Work required =>
Reproduce the following records exactly from the line containing "Tag every instance of the dark suit" onward, ending with the last line and including it.
+ + + + + + +
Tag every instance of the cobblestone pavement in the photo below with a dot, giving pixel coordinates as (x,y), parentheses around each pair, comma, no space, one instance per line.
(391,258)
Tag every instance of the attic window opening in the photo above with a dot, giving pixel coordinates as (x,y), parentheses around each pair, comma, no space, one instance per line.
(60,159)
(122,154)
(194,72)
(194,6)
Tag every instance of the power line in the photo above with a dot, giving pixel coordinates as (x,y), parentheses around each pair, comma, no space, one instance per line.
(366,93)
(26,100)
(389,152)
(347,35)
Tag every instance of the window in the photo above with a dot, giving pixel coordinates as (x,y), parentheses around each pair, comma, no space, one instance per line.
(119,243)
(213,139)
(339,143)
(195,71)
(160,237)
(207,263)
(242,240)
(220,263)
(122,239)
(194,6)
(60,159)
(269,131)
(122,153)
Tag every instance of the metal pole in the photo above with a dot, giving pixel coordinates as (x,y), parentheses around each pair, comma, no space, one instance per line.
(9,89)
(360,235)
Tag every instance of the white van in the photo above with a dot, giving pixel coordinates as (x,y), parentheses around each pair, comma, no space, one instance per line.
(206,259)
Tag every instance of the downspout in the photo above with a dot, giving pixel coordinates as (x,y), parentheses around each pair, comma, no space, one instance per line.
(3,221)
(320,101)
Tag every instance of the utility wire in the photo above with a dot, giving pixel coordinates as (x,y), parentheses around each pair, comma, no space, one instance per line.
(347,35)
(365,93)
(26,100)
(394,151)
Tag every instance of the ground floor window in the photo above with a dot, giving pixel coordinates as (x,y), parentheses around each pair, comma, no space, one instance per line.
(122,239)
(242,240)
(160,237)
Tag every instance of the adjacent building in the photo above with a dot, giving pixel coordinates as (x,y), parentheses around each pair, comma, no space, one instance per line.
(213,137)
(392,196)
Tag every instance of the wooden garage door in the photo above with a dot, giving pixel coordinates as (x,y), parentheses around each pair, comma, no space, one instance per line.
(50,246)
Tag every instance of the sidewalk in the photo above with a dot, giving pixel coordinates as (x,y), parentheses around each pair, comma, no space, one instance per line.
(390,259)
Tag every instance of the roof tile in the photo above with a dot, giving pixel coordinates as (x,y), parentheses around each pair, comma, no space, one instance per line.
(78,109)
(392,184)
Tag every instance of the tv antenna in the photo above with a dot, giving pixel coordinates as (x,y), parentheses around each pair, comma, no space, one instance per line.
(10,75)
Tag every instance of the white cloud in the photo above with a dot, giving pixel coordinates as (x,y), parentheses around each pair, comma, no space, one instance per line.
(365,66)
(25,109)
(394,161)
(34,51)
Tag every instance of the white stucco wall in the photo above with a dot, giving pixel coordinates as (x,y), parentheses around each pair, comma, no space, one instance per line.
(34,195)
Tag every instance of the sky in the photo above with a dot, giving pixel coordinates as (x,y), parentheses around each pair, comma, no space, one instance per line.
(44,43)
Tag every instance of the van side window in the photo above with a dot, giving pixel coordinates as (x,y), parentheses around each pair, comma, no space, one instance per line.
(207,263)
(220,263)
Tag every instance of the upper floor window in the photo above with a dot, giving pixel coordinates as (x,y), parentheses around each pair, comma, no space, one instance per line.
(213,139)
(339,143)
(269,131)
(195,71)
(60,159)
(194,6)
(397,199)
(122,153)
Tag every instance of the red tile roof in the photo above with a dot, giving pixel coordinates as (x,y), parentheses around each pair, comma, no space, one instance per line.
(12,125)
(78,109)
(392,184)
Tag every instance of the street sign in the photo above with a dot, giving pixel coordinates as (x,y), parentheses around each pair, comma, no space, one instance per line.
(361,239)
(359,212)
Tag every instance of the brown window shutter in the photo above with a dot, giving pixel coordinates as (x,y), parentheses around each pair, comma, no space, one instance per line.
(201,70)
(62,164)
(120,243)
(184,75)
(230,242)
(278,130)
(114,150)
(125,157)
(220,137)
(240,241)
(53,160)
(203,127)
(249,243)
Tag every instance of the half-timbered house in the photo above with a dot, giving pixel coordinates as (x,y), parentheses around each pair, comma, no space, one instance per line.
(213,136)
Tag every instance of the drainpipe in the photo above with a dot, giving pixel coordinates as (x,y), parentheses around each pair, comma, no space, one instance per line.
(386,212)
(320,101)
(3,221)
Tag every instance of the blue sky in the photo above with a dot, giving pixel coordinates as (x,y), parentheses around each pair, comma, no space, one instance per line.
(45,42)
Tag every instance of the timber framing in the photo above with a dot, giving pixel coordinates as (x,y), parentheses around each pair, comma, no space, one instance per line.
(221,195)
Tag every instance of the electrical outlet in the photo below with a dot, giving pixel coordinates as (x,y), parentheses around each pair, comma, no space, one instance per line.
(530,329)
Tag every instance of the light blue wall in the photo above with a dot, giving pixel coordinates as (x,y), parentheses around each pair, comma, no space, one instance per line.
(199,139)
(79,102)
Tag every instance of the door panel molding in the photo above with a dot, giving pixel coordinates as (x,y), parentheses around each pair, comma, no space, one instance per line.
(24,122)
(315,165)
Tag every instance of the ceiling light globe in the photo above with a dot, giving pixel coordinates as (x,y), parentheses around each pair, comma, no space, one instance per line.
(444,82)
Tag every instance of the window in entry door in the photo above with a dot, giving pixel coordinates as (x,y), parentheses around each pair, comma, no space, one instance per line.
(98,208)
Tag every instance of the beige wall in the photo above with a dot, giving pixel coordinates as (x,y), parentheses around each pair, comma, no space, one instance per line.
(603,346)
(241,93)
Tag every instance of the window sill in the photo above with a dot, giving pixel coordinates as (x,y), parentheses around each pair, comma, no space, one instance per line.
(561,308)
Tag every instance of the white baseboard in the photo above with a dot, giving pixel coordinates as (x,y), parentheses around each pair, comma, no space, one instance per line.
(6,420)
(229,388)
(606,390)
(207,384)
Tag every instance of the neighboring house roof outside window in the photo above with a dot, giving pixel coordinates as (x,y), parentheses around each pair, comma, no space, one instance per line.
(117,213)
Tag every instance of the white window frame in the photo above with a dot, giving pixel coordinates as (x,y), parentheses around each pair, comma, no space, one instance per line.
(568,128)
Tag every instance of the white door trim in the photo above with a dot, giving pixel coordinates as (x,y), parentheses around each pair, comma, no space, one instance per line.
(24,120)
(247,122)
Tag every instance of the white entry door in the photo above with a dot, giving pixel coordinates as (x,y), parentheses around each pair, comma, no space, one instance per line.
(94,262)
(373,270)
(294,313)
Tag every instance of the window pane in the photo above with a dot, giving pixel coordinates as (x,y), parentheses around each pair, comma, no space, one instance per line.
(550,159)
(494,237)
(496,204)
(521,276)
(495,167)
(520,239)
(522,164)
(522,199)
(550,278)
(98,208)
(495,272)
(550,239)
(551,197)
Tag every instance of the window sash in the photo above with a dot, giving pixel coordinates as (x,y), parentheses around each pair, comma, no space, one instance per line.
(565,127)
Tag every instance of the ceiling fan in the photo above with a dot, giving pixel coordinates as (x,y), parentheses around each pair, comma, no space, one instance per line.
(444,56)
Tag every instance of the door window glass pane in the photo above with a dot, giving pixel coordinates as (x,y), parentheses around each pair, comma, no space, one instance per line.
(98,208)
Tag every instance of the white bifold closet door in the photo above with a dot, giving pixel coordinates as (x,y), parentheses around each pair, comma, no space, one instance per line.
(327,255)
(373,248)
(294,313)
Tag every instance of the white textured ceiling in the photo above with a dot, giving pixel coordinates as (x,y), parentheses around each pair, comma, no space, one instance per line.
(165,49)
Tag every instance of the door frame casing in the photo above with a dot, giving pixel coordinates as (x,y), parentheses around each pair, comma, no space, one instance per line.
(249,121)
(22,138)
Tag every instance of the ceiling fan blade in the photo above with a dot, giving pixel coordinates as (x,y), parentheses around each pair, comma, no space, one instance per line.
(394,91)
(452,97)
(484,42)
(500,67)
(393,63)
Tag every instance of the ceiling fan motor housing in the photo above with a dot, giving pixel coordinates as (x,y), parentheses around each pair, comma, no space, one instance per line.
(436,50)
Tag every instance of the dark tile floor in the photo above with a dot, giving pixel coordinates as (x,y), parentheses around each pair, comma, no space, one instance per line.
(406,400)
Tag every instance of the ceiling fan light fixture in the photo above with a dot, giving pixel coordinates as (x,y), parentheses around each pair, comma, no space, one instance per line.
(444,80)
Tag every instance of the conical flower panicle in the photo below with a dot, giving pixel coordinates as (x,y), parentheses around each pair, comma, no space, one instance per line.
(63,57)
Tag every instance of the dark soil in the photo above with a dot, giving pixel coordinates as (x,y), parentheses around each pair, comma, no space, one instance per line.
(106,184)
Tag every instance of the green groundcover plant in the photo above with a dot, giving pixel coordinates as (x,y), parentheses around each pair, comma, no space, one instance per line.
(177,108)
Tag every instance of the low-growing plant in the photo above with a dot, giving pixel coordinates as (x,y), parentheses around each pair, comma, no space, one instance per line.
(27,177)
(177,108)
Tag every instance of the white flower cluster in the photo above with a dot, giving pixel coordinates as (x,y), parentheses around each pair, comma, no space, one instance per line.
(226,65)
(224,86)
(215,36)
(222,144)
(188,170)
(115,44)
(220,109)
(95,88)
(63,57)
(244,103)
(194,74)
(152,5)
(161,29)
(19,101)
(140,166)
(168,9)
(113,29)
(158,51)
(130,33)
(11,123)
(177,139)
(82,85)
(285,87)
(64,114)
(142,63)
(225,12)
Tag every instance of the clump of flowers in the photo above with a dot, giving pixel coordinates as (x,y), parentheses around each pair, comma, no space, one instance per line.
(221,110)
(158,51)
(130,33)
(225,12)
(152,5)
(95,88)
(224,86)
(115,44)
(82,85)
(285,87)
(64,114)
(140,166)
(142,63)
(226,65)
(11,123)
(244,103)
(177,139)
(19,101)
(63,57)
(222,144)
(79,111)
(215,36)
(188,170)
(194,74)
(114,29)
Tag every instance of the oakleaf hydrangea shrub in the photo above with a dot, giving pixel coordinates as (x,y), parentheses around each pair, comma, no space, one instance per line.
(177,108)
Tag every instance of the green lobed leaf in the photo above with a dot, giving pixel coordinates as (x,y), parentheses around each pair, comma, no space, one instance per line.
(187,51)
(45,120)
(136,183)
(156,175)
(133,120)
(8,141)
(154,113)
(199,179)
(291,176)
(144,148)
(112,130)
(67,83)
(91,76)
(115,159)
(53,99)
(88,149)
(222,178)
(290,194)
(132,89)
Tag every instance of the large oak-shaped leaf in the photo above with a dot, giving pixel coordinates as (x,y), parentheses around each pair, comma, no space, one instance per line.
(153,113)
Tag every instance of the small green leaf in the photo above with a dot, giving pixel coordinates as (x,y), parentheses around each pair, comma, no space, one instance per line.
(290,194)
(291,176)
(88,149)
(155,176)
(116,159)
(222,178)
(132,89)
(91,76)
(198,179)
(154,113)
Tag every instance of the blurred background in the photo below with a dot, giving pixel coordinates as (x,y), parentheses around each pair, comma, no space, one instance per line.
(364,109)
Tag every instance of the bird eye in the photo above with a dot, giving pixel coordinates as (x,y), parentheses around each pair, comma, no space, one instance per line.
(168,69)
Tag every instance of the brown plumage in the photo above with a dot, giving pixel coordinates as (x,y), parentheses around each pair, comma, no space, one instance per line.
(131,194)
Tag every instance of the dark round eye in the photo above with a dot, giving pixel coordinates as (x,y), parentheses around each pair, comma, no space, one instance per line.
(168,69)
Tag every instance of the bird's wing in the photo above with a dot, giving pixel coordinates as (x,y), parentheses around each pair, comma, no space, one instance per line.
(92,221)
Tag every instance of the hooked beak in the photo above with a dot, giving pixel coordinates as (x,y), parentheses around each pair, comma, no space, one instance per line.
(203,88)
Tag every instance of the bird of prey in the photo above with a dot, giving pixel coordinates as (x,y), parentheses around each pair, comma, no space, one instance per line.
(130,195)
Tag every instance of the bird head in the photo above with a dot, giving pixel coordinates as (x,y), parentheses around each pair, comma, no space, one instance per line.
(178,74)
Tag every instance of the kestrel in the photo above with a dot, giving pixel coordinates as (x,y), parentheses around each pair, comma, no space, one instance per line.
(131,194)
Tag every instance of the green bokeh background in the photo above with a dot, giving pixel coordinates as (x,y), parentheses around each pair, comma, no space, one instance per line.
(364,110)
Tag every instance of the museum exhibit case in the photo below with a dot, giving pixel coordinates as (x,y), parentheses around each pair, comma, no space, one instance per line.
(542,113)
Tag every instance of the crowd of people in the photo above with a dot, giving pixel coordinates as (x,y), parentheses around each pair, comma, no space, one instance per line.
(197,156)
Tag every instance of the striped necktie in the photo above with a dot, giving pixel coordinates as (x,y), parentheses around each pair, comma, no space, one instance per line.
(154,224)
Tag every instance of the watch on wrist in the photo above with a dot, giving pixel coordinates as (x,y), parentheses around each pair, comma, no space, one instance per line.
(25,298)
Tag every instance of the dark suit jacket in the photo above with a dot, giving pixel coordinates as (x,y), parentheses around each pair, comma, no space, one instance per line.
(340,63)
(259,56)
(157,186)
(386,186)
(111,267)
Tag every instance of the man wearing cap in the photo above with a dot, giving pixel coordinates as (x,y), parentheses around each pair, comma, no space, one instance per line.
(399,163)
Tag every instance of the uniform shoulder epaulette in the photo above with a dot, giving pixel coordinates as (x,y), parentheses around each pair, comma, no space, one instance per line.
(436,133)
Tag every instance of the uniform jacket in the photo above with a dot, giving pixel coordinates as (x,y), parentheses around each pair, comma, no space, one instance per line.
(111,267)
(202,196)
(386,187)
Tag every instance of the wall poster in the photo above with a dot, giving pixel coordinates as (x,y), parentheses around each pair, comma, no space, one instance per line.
+ + + + + + +
Solution to the problem =>
Tag every instance of the dark suit jacket in the photo above with a dot, giving pixel coordinates as (x,y), parentheses around each pair, comma, no space, one instance per line.
(340,63)
(259,56)
(157,186)
(386,186)
(111,267)
Tag every instance of the man wearing cap in the photo above with a dot, giving pixel coordinates as (x,y), parentheses around each pair, comma, no space, one instance per line.
(399,163)
Tag every instance of the uniform shoulder epaulette in the photo above with a dot, giving pixel coordinates as (x,y), parentheses around each pair, comma, no space, one instance per line.
(436,133)
Tag every instance of the uniform jacket in the photo above with a dot, giving pixel coordinates as (x,y), parentheses around each pair, comma, no space, one instance per line.
(111,267)
(202,196)
(386,187)
Tag every instance of the wall poster in the photo above with a dot, giving pixel coordinates as (x,y), parentheses around each pair, comma, no space, one instance per line.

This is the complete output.